◆ **Data listing**
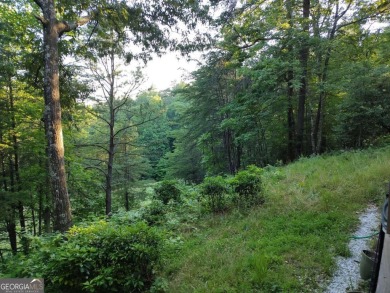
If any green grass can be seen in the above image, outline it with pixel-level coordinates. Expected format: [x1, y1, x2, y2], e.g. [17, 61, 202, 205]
[163, 147, 390, 292]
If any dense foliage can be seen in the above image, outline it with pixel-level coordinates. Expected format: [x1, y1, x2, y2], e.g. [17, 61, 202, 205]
[0, 0, 390, 292]
[2, 221, 164, 292]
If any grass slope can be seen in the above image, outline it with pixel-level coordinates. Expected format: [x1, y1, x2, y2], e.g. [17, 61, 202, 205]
[164, 147, 390, 292]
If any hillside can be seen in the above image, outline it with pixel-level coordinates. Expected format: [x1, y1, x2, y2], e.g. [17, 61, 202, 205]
[164, 147, 390, 292]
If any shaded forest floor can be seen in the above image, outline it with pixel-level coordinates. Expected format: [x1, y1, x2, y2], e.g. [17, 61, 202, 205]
[163, 147, 390, 292]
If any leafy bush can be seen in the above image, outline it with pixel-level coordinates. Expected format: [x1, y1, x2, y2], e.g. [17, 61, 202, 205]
[3, 221, 164, 292]
[155, 180, 181, 204]
[200, 176, 229, 213]
[142, 200, 166, 225]
[230, 165, 264, 207]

◆ **Prompt**
Return every entry above word for word, but leave out the pictures.

◆ **Exercise answer**
If any green grass can be seen in the above image, outline it with pixel-level coordinates. Expected format: [x1, y1, x2, y2], e.g. [17, 61, 202, 205]
[163, 147, 390, 292]
If any dense foliage can be seen in the above image, outline it with pixel-level coordinates. Expected format: [x1, y1, x2, y2], e.g. [17, 61, 202, 205]
[0, 0, 390, 292]
[2, 221, 164, 292]
If any grass slope can be seen in the above image, outline it with pixel-level coordinates. Expected format: [x1, y1, x2, y2], e.g. [17, 61, 202, 205]
[164, 147, 390, 292]
If any hillside can be seen in the above image, outline it with pixel-level coordinates. Expected format: [x1, y1, x2, y2], e.g. [17, 61, 202, 205]
[164, 147, 390, 292]
If any shaded forest floor can be seen in the above image, outline it with pixel-level coordinates. Expected format: [x1, y1, x2, y2], e.g. [17, 61, 202, 205]
[163, 147, 390, 292]
If any leafy bush can be seen in the above image, outline it with pixel-level coordinates. Expected format: [x1, y1, x2, y2], e.g. [17, 61, 202, 205]
[3, 221, 164, 292]
[155, 180, 181, 204]
[200, 176, 229, 213]
[142, 200, 166, 225]
[230, 165, 264, 207]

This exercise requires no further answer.